• DOCUMENT
####
Point de vue. La Tunisie d’un jour et la Tunisie de toujours

 Point de vue. La Tunisie d’un jour et la Tunisie de toujours

Ruines de Carthage (Thermes d’Antonin) -Photo : FETHI BELAID / AFP

Deux Tunisie, deux types d’histoire, longue et immédiate, ouverte et fermée. Quelle est celle qui est censée prévaloir sur l’autre ?

Comme tous les pays du monde, la Tunisie a deux visages. Celui de toujours, ouvert, méditerranéen, progressiste, tolérant, modéré. Et celui d’un jour, fermé, intolérant, identitaire, crispé. Le premier s’inscrit dans la durée historique. Le second surgit dans les crises, comme une ombre passagère, quoiqu’il arrive souvent qu’elle soit plus ou moins longue (comme la durée des dynasties ou des dictatures). Les historiens ne manquent pas de nous rappeler à chaque fois, lorsque le doute saisit la nation, la pesée incontournable du pays profond sur le pays de surface.

Depuis Carthage, la configuration géographique a fait que la Tunisie soit considérée et pensée comme un pays carrefour. Les Phéniciens, il y a trois mille ans, puis les Romains, les Byzantins, les Arabes et les Ottomans, la colonisation française, tous ont laissé leur empreinte, aucune n’a pu effacer les traces de l’autre. Ce brassage a produit une identité multiple, faite de compromis et de dialogues, mais n’excluant pas des soubresauts momentanés et des révoltes légitimes.

Le XIXe siècle a commencé à synthétiser ce brassage et cette ouverture. La Constitution de 1861, sans doute la première dans le monde arabe, témoigne d’une volonté d’encadrer le pouvoir ou de limiter, formellement du moins, ses dilatations. En 1846, l’esclavage est aboli, un geste encore pionnier dans la région. Après l’indépendance, le Code du Statut Personnel (1956) abolit la polygamie et reconnaît une place centrale aux femmes dans la société. Autant de choix qui ne sont pas des ruptures, mais des prolongements. Ils prolongent une tradition d’ouverture, de pragmatisme et d’adaptation.

>> A lire aussi : Point de vue. La Palestine existe déjà dans l’opinion mondiale

La révolution de 2011 a prolongé ce fil conducteur, elle est dans la lignée de cet héritage. Les Tunisiens n’ont pas seulement renversé un dictateur, ils ont voulu réaffirmer la Tunisie des libertés et du pluralisme. Le monde a salué ce « printemps tunisien ». Les théoriciens culturalistes occidentaux en ont pris pour leur grade. Ils ont vu que la démocratie pouvait éclore, même chaotiquement, au sud de la Méditerranée, dans un pays arabe, comme dans un pays africain ou latino-américain ou asiatique. Pris de panique, les régimes autoritaires arabes, et spécialement les pays conservateurs du Golfe, s’y sont mis à soutenir les forces traditionalistes et islamistes, craignant que la liberté ne puisse rejaillir sur l’âme endormie de leurs contrées.
####
Entrées de données extraites:

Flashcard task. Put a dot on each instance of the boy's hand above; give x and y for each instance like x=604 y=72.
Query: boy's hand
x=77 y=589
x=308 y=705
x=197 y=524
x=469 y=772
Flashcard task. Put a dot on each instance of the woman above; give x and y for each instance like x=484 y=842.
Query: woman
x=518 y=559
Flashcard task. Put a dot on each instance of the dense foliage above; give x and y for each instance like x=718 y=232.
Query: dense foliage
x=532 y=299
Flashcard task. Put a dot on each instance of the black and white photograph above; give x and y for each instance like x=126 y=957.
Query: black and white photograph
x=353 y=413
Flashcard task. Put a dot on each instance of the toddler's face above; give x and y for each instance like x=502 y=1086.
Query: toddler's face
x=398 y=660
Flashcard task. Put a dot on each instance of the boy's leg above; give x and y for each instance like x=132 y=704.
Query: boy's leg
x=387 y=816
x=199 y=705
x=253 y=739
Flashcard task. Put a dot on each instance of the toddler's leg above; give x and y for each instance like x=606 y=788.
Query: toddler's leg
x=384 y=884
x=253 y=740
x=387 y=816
####
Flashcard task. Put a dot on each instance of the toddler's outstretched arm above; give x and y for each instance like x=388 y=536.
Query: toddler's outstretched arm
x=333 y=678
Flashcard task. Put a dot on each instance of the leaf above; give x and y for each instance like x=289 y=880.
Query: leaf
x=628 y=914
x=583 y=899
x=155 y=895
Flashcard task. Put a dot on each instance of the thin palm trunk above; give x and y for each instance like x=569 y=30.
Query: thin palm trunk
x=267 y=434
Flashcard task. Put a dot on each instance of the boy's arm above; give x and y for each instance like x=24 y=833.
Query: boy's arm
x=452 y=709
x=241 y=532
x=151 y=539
####
• CONSIGNE A
Énumérez tous les peuples et puissances qui, d'après le point de vue sur la Tunisie, ont laissé leur empreinte sur le pays depuis Carthage.
• CONSIGNE B
Donnez la suite du point de vue sur la Tunisie, à partir de sa dernière phrase.
Les enregistrements ci-dessus proviennent d'une autre source que le document.

• RÉSULTAT ATTENDU A
- Les Phéniciens
- Les Romains
- Les Byzantins
- Les Arabes
- Les Ottomans
- La colonisation française

• RÉSULTAT ATTENDU B
Au fond, être tunisien, c’est être méditerranéen. On a omis de l’insérer dans l’article premier de nos Constitutions successives. La Tunisie n’est pas seulement arabe et musulmane, elle était carthaginoise, berbère et méditerranéenne bien avant. Une identité façonnée par les ports, les échanges, les langues. À Tunis, les médinas racontent des siècles de coexistence. À Djerba, musulmans et juifs ont longtemps partagé les mêmes rues. À Sfax, ville commerçante, l’ouverture aux flux maritimes a forgé une mentalité de négociation et de compromis.

La Méditerranée a été d’un apport certain. L’Andalousie a enrichi la culture musicale et architecturale ; l’islam a apporté sa spiritualité ; l’Europe a réhabilité la rationalité et inspiré les réformes éducatives et administratives ; l’Afrique subsaharienne a laissé ses empreintes dans les pratiques sociales. La Tunisie a toujours absorbé, adapté, mélangé et transformé les choses. Elle n’a jamais eu peur de la différence.

>> A lire aussi : Point de vue. Reconnaissance de la Palestine par la France

Pourtant, l’histoire récente a connu des remises en cause de la Tunisie de toujours. Dans les années 1980-1990, la montée des courants islamistes radicaux a menacé les acquis modernistes. Dans les années 2010, le pays a connu une vague de terrorisme jihadiste qui a tenté de transformer le pluralisme tunisien en société théocratique et monolithique. On se souvient de l’assassinat de Chokri Belaïd et de Mohamed Brahmi, symboles d’une Tunisie progressiste que certains voulaient brimer par les armes. Comme si la violence (physique ou morale) pouvait épuiser l’âme d’un peuple.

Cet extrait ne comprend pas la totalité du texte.